● **Exercise**:
Copy the lines below word for word, starting at the line that contains "Each instance of the weathered" and running through the end of the records, with both the starting and final lines included.

[Stored data entries]
########################################

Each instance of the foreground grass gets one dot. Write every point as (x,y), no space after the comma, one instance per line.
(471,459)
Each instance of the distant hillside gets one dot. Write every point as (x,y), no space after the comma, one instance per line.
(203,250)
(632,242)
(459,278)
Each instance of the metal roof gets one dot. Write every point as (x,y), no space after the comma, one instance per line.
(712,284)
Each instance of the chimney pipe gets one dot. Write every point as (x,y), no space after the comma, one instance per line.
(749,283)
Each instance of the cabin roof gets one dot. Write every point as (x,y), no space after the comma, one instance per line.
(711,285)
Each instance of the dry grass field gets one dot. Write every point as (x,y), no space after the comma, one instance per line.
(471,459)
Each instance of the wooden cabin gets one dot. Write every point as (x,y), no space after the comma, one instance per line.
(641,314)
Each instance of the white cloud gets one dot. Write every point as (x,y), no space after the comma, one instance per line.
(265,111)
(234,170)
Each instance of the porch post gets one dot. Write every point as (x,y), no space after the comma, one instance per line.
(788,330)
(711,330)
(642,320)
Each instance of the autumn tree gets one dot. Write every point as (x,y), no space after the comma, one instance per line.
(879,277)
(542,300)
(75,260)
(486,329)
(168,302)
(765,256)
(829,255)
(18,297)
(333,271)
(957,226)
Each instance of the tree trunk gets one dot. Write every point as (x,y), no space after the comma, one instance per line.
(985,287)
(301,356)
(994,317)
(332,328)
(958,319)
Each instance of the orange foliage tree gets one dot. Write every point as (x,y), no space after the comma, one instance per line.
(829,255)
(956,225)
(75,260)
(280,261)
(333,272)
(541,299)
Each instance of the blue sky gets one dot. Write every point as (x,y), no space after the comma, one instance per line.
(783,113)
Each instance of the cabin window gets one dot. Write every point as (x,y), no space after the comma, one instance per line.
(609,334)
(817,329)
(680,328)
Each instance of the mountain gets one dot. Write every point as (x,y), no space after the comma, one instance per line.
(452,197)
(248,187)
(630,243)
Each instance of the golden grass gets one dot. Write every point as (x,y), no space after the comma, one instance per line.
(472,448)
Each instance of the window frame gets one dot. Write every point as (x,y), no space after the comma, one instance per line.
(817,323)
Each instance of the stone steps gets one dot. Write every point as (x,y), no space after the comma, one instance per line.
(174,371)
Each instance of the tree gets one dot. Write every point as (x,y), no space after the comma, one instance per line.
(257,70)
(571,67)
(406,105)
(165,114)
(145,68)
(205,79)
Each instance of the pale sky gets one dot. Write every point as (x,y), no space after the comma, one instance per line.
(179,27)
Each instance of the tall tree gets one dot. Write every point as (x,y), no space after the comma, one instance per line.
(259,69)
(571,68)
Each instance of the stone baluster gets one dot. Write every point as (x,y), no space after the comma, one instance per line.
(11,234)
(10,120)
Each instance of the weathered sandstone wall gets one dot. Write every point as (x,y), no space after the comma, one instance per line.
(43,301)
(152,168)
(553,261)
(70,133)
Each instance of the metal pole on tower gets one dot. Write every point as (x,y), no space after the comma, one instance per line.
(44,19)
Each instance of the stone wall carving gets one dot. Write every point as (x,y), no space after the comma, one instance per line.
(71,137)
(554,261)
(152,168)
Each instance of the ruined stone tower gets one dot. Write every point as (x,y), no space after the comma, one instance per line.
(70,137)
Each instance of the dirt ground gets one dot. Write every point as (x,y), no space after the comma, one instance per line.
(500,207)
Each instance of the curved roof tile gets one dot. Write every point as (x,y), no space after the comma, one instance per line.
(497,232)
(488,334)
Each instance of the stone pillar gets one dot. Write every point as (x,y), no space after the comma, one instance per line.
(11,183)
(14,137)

########################################

● **Response for this exercise**:
Each instance of the weathered sandstone wall gets one dot. Write every point as (x,y), no space after the comma, one instance per line.
(43,301)
(152,168)
(553,261)
(70,133)
Each instance of the metal pole on tower gets one dot. Write every point as (x,y), no space after the comma, one instance per line.
(44,19)
Each instance of the stone wall carving gets one dot. Write every point as (x,y), no space after the comma, one instance per line.
(71,137)
(554,261)
(152,168)
Each instance of the ruined stone tower gets one dot. Write every point as (x,y), no space after the comma, one instance per line.
(70,137)
Each instance of the dirt ground gets one dot. Write every point as (x,y), no space after the comma, one instance per line.
(500,207)
Each instance of the curved roof tile gets one dot. Write every point as (x,y), no space after the comma, one instance per line.
(497,232)
(488,334)
Each instance of the stone pillar gets one dot. Write every point as (x,y), no space after the comma, one instance per line.
(11,183)
(14,137)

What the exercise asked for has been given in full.